## Texte source:
----------------

Comment peut-on être Kouachi ?
Comment peut-on être persan (ou plutôt iranien) s'exclamait déjà Montesquieu ? La question du jour ne serait elle pas devenue : comment peut on être Kouachi ?
Comme chez l’auteur des Lumières, elle nous invite à une profonde réflexion sur la figure de l'autre dans ce qu'il a de plus barbare et de plus irréductiblement différent de l’idée que nous nous faisons de la civilisation. A plus forte raison quand on se découvre avec lui d’innommables affinités et que l'on se rend compte que cet étranger nous ressemble tant par certains aspects. Car les frères Kouachi étaient français, enfants de la République comme nous, bons voisins et bon maris parfois même. Loin d'être des Ovni, ils ont aussi assumé pleinement de partager le sort de leurs victimes et la mort stupide qu'ils ont infligée, ils se la sont donnés eux mêmes d'une certaine manière, comme le prix nécessaire du sang qu'ils allaient verser. Partageant en quelque sorte le destin de leurs victimes et de tout un peuple, dans cette comédie tragique de bêtise et de méchanceté, devenue hélas une histoire de bruit et de fureur.
Une histoire de vengeance en sorte, qui partie d'une simple question d'honneur entraîne avec ses répercussions infinies, la spirale de la violence qui se répand comme un feu inextinguible sur fond wagnérien d'anéantissement total. Nous avions perdu l'habitude de cette mentalité primitive qui existait encore il n'y a pas si longtemps dans le sillage des bandits d'honneur ou du milieu très étroit de l'époque des tontons flingueurs et qui remonte à un très ancien fonds primitif.
Est-ce à dire qu'ils étaient plus bêtes que méchants, certainement pas ! mais ils ont eux aussi agi selon un code d'honneur qui leur faisait un devoir de venger une insulte, selon une logique qui nous apparaît totalement absurde et disproportionnée, mais qui pour eux s'affirmait comme une évidence impérieuse avec la rigueur d'un choix cornélien : le devoir plus fort que la mort en l’occurrence la leur.
Loin de moi l’idée de vouloir les dédouaner de leurs actes, mais juger sans comprendre c'est aussi se condamner soi même à un éternel ressentiment et épouser la logique qui fut la leur d'une chaîne sans fin de la violence.
Comprendre n'est certes pas justifier, mais permet peut être d'éviter qu'à l'avenir se reproduise de telles infamies, ou pire encore qu'elles n'en entraînent d'autres à leur tour venant de l'autre camp, c'est à dire du nôtre.

----------------

## Lignes de données:
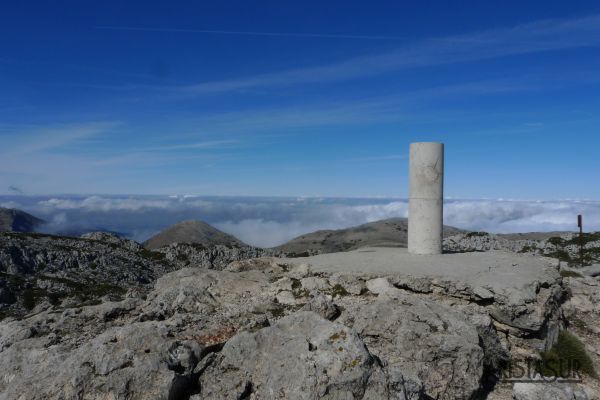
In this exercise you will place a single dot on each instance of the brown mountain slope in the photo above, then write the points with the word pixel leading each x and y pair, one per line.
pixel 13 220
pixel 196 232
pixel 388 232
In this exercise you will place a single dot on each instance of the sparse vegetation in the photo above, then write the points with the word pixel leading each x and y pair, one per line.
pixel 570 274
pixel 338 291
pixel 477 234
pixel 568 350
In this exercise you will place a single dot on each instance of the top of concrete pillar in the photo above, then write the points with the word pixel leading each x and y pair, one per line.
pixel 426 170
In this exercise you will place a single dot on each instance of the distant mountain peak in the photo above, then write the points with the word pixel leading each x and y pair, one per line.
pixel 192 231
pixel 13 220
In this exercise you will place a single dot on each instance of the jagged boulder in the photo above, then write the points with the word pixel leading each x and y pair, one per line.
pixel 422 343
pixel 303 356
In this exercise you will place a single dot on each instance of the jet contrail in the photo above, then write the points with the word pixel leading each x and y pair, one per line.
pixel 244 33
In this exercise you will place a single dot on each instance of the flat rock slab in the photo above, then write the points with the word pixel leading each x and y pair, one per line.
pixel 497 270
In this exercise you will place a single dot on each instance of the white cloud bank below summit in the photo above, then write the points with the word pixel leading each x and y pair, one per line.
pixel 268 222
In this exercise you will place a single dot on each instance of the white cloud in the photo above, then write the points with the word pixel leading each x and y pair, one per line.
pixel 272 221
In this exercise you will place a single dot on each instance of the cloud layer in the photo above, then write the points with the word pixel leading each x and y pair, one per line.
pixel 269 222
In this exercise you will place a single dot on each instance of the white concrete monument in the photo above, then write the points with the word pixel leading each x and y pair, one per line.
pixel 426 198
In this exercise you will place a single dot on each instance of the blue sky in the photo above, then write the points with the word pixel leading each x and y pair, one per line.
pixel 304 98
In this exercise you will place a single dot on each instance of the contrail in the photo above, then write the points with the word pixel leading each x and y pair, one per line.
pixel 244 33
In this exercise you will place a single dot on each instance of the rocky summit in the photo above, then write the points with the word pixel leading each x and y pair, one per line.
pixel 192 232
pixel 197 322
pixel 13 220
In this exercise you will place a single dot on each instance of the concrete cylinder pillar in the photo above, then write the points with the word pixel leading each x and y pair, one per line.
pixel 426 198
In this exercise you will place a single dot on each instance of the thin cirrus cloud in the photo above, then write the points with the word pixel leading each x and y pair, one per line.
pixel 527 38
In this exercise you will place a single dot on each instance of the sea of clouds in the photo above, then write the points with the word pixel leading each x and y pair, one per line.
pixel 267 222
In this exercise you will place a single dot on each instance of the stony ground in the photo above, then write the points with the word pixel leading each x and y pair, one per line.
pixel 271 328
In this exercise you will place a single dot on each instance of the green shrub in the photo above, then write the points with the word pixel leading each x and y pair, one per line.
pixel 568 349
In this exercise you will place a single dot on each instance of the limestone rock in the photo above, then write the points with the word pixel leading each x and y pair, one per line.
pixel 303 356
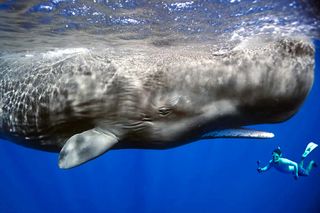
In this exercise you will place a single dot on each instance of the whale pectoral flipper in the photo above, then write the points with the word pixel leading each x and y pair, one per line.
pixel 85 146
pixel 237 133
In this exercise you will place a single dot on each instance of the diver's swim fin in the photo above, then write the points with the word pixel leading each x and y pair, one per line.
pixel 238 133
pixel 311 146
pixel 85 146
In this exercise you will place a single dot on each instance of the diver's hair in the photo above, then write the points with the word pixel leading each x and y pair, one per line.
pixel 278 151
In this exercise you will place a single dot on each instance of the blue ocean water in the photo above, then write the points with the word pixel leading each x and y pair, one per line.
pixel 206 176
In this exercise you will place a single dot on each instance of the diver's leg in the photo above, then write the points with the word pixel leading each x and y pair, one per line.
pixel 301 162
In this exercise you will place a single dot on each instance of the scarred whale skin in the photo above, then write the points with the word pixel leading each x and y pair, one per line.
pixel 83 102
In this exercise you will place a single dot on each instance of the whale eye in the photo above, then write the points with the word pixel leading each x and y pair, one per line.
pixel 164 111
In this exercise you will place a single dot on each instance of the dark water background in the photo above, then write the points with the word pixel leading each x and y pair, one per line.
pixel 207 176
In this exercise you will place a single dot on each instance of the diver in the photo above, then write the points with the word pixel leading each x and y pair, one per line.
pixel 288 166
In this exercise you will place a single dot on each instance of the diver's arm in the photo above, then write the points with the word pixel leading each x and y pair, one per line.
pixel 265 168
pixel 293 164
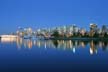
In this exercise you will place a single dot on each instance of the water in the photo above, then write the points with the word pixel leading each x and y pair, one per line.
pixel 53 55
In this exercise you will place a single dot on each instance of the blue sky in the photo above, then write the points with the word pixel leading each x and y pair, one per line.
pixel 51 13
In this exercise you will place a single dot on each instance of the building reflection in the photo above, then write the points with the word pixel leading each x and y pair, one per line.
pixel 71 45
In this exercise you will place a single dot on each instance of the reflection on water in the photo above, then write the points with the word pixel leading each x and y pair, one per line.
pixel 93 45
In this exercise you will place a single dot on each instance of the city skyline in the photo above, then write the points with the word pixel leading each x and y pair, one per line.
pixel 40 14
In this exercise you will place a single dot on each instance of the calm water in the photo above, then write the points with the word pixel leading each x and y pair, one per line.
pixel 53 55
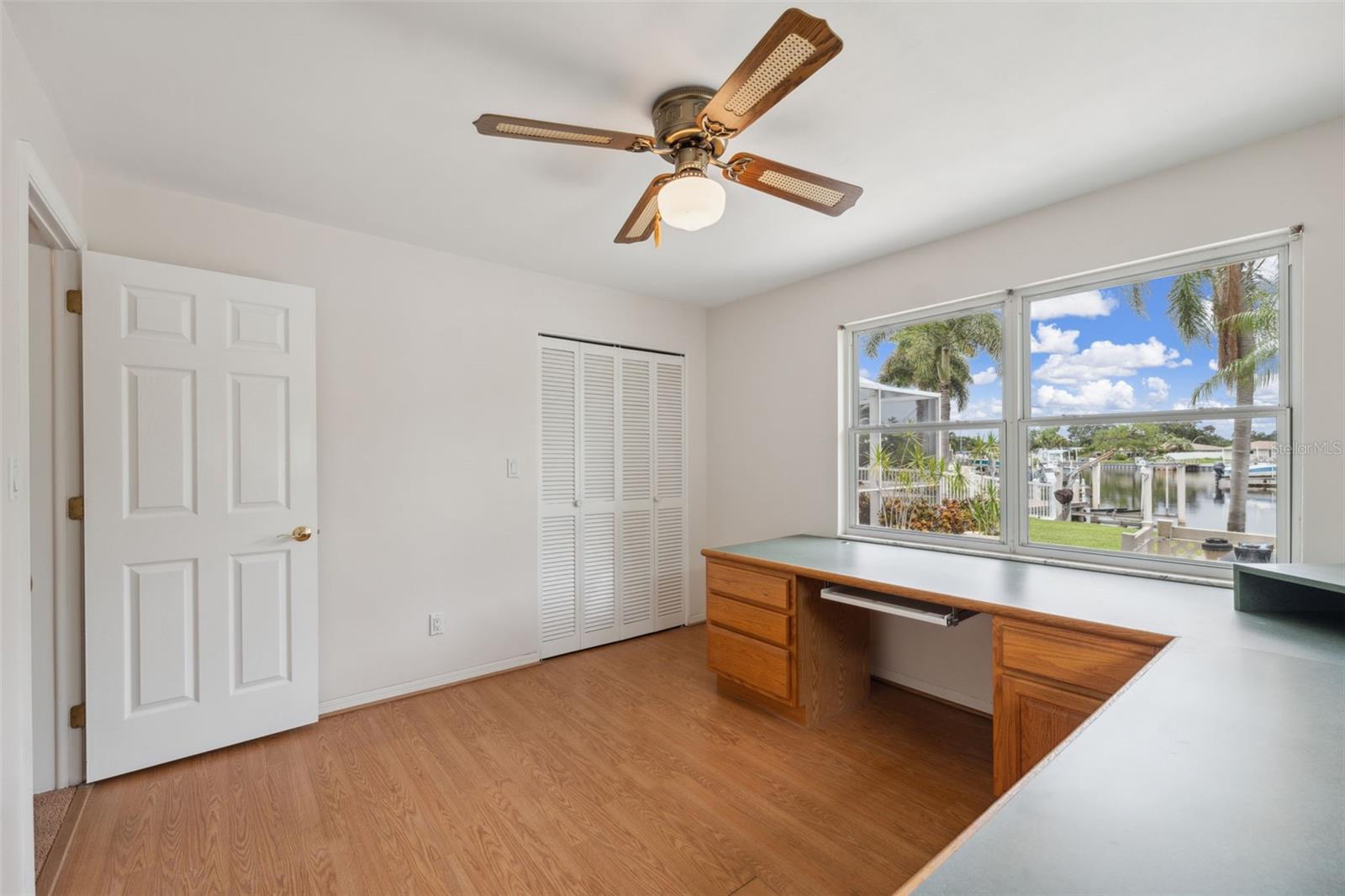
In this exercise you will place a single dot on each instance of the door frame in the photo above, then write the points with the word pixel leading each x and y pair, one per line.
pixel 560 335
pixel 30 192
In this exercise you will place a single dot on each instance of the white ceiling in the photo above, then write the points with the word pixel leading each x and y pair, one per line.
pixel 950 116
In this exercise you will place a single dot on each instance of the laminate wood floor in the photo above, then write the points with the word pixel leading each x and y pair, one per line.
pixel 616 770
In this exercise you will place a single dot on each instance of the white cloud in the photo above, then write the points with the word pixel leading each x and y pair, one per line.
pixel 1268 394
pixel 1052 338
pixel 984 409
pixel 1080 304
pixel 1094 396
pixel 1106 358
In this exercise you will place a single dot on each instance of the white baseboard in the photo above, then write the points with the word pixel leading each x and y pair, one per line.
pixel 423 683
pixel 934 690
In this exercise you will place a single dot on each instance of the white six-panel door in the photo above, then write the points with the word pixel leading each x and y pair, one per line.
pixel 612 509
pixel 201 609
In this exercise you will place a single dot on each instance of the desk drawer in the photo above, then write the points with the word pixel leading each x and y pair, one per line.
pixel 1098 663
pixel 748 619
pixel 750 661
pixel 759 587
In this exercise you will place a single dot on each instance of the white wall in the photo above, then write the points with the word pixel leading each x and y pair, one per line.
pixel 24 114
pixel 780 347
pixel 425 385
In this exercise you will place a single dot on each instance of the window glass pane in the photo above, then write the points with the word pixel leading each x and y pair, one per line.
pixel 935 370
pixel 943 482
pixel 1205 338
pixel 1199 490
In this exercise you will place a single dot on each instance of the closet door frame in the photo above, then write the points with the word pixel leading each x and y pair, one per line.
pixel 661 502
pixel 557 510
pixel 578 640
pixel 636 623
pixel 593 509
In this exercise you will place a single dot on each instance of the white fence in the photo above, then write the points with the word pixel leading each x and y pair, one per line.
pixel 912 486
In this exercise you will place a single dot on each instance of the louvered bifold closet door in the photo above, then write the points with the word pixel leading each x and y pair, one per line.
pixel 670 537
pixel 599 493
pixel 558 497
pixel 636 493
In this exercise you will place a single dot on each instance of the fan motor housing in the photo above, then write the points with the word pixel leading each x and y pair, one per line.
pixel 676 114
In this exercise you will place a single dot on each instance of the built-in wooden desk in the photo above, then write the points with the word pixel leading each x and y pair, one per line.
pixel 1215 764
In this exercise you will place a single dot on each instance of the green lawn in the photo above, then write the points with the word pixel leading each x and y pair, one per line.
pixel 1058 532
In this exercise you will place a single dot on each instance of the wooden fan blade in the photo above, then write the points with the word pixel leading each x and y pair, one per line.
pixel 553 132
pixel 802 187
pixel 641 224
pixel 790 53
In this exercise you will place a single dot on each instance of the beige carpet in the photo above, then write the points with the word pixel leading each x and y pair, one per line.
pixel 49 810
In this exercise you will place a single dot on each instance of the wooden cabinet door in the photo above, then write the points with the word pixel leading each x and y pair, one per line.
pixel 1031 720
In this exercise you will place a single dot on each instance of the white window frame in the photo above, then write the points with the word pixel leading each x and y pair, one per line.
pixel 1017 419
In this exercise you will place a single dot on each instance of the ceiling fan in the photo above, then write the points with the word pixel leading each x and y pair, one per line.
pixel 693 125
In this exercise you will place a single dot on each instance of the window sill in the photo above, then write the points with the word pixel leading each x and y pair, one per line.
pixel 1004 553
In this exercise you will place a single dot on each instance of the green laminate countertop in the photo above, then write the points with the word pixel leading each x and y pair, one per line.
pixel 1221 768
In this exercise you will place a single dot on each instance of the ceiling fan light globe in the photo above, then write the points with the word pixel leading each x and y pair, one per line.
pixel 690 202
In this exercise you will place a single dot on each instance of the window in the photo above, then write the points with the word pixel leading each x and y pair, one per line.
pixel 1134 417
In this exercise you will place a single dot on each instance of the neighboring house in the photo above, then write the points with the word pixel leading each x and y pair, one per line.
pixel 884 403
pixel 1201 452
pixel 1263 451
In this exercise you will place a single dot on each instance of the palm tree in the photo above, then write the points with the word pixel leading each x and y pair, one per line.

----------------

## Consignes à suivre:
1 - D'après le texte sur les frères Kouachi, pourquoi l'auteur refuse-t-il de juger sans chercher à comprendre ? Répondez en une à trois phrases.
2 - Recopiez fidèlement le passage du texte sur les frères Kouachi qui commence par « Comprendre n'est certes » et se poursuit jusqu'à « dire du nôtre. ».

## Réponses dans l'ordre:
1 - Selon le texte, juger sans comprendre revient à se condamner soi-même à un éternel ressentiment et à épouser la logique des frères Kouachi, celle d'une chaîne sans fin de la violence. Comprendre, sans pour autant justifier, permettrait peut-être d'éviter que de telles infamies se reproduisent, ou qu'elles en entraînent d'autres venant de notre propre camp.

2 -
Comprendre n'est certes pas justifier, mais permet peut être d'éviter qu'à l'avenir se reproduise de telles infamies, ou pire encore qu'elles n'en entraînent d'autres à leur tour venant de l'autre camp, c'est à dire du nôtre.